▶ **TASK DETAILS**
Echo the stretch from the first line through the line containing "pixel 235 200", reproducing each line verbatim.

▶ **SUPPLIED ENTRIES**
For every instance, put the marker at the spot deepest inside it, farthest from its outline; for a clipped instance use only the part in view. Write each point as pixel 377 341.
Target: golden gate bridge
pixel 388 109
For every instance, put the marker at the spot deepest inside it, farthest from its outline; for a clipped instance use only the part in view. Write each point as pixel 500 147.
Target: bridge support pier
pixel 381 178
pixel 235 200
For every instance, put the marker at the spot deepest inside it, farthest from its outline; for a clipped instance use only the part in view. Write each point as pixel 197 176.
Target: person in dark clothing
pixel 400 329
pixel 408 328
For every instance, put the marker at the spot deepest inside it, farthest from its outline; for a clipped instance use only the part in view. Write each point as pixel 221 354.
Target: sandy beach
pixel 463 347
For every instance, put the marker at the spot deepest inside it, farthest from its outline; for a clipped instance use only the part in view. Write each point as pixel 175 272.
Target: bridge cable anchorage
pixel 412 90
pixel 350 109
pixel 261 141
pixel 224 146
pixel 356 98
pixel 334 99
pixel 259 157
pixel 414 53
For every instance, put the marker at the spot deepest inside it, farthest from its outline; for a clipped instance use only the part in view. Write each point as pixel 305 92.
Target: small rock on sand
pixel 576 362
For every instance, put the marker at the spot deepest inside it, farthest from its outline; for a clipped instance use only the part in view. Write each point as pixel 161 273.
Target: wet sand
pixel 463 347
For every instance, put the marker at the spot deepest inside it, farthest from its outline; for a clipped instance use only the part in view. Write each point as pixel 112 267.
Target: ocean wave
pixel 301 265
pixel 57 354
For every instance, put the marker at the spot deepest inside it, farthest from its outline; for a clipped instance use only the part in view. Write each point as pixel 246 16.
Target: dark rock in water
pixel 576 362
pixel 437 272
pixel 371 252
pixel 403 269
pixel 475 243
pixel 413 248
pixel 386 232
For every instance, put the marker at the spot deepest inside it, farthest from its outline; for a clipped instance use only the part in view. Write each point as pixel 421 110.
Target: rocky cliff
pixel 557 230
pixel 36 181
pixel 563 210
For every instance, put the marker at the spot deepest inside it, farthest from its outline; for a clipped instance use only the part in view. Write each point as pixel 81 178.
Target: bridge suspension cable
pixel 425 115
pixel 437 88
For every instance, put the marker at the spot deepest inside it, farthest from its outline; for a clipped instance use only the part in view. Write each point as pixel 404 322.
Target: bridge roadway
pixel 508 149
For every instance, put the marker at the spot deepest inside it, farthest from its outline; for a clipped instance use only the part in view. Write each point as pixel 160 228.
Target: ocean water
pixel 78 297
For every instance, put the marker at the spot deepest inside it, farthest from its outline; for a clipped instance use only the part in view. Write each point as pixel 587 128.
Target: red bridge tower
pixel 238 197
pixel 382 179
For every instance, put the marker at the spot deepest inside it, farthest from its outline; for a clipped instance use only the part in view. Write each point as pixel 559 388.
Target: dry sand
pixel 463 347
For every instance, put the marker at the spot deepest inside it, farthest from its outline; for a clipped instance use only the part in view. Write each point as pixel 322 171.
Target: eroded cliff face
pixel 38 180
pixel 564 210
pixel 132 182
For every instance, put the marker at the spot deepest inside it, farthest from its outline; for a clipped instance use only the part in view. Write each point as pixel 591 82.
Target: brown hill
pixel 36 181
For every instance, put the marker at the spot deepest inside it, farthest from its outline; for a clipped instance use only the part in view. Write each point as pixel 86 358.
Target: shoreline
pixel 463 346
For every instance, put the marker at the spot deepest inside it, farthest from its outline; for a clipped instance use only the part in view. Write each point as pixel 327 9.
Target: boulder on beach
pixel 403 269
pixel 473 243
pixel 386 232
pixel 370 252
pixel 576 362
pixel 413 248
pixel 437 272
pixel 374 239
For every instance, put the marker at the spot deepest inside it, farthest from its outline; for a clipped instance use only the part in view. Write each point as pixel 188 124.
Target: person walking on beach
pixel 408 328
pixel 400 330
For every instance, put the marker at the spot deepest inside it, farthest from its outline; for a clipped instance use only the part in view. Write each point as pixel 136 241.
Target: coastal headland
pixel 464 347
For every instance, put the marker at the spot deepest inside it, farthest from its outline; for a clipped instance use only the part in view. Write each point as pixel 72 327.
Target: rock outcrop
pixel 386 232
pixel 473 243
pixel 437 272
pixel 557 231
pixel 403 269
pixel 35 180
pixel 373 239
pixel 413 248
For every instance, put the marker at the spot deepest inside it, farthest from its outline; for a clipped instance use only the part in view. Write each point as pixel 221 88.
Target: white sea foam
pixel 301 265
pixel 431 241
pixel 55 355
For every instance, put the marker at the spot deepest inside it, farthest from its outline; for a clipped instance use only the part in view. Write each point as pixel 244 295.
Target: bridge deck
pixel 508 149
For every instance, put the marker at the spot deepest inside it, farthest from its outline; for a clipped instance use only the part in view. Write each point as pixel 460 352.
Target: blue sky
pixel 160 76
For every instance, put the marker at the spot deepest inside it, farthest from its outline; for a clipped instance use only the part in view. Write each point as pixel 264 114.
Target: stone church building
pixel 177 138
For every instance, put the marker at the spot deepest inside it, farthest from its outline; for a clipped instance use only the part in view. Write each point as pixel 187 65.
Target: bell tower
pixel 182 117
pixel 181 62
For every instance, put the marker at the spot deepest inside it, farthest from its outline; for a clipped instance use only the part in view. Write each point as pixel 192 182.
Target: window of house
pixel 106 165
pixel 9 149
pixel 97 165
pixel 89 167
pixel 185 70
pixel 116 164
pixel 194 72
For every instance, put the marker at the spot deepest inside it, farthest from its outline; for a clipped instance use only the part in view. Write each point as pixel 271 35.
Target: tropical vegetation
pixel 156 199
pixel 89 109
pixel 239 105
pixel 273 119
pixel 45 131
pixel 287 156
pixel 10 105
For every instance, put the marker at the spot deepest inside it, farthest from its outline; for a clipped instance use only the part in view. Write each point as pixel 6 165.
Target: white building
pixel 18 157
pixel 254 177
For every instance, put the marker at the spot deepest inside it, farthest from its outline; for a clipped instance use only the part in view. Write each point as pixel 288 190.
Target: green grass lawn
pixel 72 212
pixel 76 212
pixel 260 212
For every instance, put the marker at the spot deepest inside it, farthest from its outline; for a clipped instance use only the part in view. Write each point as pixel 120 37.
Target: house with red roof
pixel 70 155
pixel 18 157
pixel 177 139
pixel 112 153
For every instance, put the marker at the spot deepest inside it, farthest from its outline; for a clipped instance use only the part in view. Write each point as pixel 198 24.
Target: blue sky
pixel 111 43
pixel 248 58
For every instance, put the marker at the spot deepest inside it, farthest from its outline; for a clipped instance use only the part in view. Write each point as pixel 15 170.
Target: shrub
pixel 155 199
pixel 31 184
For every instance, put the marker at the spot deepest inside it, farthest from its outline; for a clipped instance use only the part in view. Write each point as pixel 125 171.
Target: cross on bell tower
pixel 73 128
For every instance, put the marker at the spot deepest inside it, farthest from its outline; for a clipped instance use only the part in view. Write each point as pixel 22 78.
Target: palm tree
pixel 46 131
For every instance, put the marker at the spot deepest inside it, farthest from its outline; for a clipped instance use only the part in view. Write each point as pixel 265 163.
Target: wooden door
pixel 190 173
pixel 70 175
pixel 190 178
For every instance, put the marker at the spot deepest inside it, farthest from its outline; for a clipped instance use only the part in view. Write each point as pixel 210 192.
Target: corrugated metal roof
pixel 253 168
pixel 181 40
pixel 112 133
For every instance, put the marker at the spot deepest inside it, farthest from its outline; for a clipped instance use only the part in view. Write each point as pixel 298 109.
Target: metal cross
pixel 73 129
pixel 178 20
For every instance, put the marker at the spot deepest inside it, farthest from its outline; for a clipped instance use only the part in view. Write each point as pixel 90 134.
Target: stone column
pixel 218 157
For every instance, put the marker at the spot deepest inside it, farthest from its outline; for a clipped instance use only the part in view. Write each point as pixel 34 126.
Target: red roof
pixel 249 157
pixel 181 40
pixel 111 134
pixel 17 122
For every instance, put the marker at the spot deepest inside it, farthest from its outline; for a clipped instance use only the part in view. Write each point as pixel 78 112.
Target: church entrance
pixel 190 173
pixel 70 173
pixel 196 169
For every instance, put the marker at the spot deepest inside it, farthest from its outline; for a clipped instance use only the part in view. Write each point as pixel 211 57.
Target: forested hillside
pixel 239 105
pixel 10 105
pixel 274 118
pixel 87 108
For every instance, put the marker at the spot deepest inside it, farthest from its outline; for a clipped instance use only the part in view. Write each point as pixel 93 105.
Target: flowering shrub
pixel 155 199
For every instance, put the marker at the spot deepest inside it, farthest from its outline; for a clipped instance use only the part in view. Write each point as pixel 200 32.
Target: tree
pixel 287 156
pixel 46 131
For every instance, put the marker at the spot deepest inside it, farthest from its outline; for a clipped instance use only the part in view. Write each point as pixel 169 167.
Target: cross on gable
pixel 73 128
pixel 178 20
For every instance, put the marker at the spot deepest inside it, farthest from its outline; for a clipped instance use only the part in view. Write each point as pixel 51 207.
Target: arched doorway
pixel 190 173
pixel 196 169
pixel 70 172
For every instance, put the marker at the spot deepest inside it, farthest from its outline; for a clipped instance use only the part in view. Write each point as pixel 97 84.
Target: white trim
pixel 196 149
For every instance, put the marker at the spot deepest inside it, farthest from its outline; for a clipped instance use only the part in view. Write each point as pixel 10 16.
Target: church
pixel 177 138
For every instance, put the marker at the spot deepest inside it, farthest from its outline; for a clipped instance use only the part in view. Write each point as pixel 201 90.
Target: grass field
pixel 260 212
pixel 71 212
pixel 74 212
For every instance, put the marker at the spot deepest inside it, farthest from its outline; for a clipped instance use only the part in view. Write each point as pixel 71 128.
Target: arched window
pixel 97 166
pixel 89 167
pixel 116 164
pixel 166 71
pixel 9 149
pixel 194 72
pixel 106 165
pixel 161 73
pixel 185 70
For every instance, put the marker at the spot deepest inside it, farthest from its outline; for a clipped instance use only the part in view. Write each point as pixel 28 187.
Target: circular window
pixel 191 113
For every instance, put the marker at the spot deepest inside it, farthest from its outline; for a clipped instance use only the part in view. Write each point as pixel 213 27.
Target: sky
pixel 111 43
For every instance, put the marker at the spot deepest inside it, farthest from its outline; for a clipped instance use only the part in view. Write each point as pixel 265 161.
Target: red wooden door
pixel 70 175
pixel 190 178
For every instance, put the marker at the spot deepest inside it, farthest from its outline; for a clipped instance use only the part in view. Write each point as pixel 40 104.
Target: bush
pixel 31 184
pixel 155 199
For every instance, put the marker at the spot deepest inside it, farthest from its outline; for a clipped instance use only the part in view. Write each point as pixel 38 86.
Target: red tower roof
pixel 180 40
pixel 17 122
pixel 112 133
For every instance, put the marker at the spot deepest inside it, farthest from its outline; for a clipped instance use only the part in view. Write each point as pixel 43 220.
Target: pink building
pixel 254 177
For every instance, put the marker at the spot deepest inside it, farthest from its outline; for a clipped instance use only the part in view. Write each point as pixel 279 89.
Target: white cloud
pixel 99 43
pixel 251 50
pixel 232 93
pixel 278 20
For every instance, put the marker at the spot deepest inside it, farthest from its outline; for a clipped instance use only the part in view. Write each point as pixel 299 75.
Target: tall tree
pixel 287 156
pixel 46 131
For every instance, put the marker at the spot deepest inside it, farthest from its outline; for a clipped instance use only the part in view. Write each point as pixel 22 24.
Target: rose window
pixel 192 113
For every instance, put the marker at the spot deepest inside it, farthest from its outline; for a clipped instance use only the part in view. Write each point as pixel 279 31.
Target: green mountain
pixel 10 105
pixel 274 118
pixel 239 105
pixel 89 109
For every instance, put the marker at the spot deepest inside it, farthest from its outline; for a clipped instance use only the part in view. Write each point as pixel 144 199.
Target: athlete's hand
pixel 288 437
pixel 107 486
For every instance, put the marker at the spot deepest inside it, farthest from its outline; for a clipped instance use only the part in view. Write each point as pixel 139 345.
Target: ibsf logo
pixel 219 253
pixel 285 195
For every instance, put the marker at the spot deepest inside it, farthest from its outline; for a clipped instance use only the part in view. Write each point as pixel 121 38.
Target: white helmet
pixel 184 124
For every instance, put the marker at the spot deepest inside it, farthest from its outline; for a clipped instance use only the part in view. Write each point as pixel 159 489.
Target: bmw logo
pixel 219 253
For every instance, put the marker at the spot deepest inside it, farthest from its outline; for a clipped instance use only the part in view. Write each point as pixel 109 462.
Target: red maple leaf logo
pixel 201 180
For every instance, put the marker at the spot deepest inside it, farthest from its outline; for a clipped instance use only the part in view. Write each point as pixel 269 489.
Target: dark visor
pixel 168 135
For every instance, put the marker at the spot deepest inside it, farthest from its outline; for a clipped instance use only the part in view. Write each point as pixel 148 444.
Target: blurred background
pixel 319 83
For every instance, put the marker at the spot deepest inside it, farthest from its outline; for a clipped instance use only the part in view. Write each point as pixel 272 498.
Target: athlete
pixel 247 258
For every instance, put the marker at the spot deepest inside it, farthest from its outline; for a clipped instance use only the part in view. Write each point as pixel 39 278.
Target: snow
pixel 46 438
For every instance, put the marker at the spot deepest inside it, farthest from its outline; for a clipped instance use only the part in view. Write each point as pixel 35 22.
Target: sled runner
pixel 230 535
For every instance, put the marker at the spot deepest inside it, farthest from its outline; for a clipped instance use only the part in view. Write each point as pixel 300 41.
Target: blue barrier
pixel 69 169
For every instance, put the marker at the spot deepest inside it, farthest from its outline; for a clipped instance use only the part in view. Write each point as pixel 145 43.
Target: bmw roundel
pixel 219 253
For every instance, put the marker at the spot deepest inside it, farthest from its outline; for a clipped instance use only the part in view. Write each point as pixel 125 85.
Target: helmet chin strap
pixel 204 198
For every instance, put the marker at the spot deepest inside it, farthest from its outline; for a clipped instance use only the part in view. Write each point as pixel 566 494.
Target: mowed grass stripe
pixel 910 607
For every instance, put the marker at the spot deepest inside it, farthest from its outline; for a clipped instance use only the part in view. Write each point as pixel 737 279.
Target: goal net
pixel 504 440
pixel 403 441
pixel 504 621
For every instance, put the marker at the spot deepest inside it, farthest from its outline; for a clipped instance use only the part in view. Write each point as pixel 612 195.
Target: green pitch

▶ **COMPLETE RESPONSE**
For every instance, put the marker at the spot deepest inside it, farthest from its outline; for a clipped instance use only the part in view. Write each point as pixel 377 341.
Target: golden gate bridge
pixel 388 109
For every instance, put the marker at the spot deepest inside it, farthest from its outline; for a clipped instance use only the part in view. Write each point as pixel 500 147.
Target: bridge support pier
pixel 381 178
pixel 235 200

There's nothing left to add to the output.